> **WHAT THIS TASK INVOLVES**
Reproduce the entire listing word for word.

• • •

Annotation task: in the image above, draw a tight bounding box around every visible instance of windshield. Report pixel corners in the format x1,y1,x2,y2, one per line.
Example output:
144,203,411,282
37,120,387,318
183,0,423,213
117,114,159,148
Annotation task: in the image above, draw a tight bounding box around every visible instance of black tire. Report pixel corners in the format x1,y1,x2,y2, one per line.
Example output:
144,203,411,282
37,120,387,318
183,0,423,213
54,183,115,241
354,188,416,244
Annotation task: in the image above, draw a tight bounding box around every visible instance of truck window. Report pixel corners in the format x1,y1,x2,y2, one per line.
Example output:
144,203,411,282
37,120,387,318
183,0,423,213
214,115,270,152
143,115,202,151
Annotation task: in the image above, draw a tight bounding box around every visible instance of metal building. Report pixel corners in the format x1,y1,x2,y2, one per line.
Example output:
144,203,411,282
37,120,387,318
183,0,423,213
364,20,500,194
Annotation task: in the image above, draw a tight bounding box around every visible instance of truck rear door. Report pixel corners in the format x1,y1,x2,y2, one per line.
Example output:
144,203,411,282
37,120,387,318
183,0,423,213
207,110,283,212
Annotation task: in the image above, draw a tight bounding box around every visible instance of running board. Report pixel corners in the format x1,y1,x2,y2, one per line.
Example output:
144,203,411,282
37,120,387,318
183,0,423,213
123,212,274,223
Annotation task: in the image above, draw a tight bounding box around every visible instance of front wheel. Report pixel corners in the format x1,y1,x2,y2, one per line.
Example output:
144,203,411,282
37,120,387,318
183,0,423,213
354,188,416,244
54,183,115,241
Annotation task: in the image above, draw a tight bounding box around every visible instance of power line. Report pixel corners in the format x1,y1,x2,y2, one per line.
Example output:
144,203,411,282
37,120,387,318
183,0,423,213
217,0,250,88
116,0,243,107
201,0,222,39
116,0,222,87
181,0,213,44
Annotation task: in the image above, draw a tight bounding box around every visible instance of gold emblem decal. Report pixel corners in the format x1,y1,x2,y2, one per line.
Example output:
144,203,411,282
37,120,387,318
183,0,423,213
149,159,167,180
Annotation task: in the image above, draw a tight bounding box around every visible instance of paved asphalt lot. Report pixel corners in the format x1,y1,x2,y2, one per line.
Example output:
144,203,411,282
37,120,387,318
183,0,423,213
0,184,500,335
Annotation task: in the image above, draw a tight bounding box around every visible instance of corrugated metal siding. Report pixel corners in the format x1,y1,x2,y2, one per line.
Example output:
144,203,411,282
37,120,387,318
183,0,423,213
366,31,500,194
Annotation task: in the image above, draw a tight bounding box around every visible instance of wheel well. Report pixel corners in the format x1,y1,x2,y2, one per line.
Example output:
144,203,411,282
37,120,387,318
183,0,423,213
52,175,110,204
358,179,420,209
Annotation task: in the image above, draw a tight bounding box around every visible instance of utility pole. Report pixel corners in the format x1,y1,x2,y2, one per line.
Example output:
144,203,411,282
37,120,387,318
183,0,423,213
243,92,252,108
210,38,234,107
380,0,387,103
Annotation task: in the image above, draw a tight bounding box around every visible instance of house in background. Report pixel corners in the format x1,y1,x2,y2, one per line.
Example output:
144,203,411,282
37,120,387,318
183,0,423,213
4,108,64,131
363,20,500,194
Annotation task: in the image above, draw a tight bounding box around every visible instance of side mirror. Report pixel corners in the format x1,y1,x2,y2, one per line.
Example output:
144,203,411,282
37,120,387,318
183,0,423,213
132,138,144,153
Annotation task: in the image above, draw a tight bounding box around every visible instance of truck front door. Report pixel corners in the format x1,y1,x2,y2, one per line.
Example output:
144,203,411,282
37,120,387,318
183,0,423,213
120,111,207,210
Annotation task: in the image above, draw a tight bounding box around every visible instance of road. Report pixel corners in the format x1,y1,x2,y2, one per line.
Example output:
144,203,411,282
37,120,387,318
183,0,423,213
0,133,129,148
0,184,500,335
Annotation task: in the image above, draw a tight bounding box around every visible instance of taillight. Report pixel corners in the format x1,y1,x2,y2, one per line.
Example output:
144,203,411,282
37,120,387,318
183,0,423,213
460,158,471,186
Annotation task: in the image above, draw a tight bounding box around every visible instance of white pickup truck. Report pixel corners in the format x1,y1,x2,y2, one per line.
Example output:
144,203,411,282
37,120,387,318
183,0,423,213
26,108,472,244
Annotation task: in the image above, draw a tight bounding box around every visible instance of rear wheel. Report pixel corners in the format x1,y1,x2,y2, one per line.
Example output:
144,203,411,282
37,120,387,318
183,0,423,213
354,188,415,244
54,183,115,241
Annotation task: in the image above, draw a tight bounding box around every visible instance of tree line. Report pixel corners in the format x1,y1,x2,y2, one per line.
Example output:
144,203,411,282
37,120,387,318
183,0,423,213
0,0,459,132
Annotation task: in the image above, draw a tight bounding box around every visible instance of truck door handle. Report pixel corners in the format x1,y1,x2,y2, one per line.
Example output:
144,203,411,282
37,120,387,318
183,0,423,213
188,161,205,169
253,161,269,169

• • •

> **EXERCISE ANSWER**
Annotation task: in the image above, draw a tight bounding box around every visible instance of windshield. Report pixel corners in the format x1,y1,x2,y2, one per line.
Example output:
144,203,411,282
37,120,387,318
183,0,423,213
117,114,159,148
Annotation task: in the image above, draw a tight bounding box around every visible instance of black tire. Report pixel corners in the format x1,y1,x2,y2, one per line.
Example output:
144,203,411,282
37,120,387,318
183,0,423,213
54,183,115,241
354,188,416,244
Annotation task: in the image above, draw a tight bounding box around every visible instance of truck window. Report pixel corners in the format x1,y1,x2,y2, one per line.
Example output:
144,203,411,282
37,120,387,318
183,0,423,213
214,115,270,152
143,115,202,151
Annotation task: in the image above, draw a tight bounding box around every visible instance of metal building. Report pixel corners in the format x1,y1,x2,y2, one per line.
Example output:
144,203,411,282
37,120,387,318
183,0,423,213
364,20,500,194
Annotation task: in the image above, draw a tight bounding box around every visible instance of truck rear door. Report pixel corners in the format x1,y1,x2,y2, one per line.
Example output:
144,203,411,282
37,120,387,318
183,0,423,213
207,110,283,212
Annotation task: in the image above, draw a tight bounding box around every visible instance of running board. Report pixel corners in the format x1,y1,x2,y2, one per line.
Example output:
144,203,411,282
37,120,387,318
183,0,423,213
123,212,274,223
Annotation task: in the image above, draw a tight bounding box around every visible instance of front wheel. Report pixel corners in the format x1,y1,x2,y2, one per line.
Example output:
144,203,411,282
37,120,387,318
183,0,423,213
354,188,416,244
54,183,115,241
Annotation task: in the image above, draw a tight bounding box around every visible instance of power line. Report pixel corners in the format x1,y1,x2,y2, one per line.
Example output:
144,203,411,282
37,120,387,318
183,0,423,213
217,0,250,88
116,0,243,107
201,0,222,39
116,0,222,87
181,0,213,44
Annotation task: in the image above, draw a tight bounding box around every visible instance of gold emblem decal. Report pixel corners in the format x1,y1,x2,y2, one per line.
Example output:
144,203,411,282
37,120,387,318
183,0,423,213
149,159,167,180
Annotation task: in the image above, draw a tight bounding box around every visible instance of paved asphalt lot. Report pixel corners in the format x1,y1,x2,y2, one per line.
Example output:
144,203,411,282
37,120,387,318
183,0,423,213
0,184,500,335
Annotation task: in the image above, draw a tight bounding box around every visible instance of corrugated metal siding. Report pixel corners in the format x1,y1,x2,y2, one per line.
Example output:
144,203,411,282
37,120,387,318
183,0,423,213
366,31,500,194
Annotation task: in the image above, draw a tight bounding box around every visible instance of wheel well. Report pixel corners in the format x1,y1,x2,y2, one per line.
Example output:
144,203,411,282
37,120,387,318
183,0,423,213
52,175,110,204
358,179,420,209
Annotation task: in the image above, draw a tight bounding box around every visible instance of utility pole. Report pixel corners in the format x1,y1,x2,y2, one per line.
Example output:
144,203,411,282
37,120,387,318
183,0,423,213
243,92,252,108
210,38,234,107
380,0,387,103
Annotation task: in the image above, draw a tight bounding box around every visible instance of house in background. Report pixel corners in the format x1,y1,x2,y2, one per line.
Example output:
144,203,411,282
37,120,387,318
183,0,423,213
4,108,64,131
363,20,500,194
Annotation task: in the image above, draw a tight bounding box around every visible instance of side mirror. Report pixel corners in the format x1,y1,x2,y2, one per line.
Example output:
144,203,411,282
37,120,387,318
183,0,423,213
132,138,144,153
Annotation task: in the image above, draw a tight bounding box around every visible instance of truck front door. Report pixel corners in the format x1,y1,x2,y2, one per line.
Example output:
144,203,411,282
37,120,387,318
183,0,423,213
120,111,207,210
Annotation task: in the image above, draw a tight bounding box around every visible instance of road. Report pixel corners in the format x1,y1,x2,y2, one per line.
Example output:
144,203,411,282
37,120,387,318
183,0,423,213
0,133,129,148
0,184,500,335
Annotation task: in the image above, draw a tight bounding box around every visible instance of taillight. Report pixel corners in the format x1,y1,x2,y2, one per line.
Example output:
144,203,411,282
37,120,387,318
183,0,423,213
460,158,471,186
Annotation task: in the image above, draw a tight bounding box around every visible instance of white pickup truck. Report pixel corners in the format x1,y1,x2,y2, one per line.
Example output:
144,203,411,282
37,120,387,318
183,0,423,213
26,108,472,244
Annotation task: in the image above, draw a tight bounding box around every visible instance of rear wheel. Report pixel corners in the format x1,y1,x2,y2, one per line.
Example output:
144,203,411,282
37,120,387,318
183,0,423,213
354,188,415,244
54,183,115,241
Annotation task: in the image above, draw a tight bounding box around every visible instance of tree line. Report pixel corners in the format x1,y1,x2,y2, one per line.
Example output:
144,203,411,282
37,120,387,318
183,0,423,213
0,0,459,132
Annotation task: in the image above, draw a tight bounding box around every visible instance of truck door handle. Report pixel corners in the format x1,y1,x2,y2, one per line.
Example output:
144,203,411,282
37,120,387,318
183,0,423,213
188,161,205,169
253,161,269,169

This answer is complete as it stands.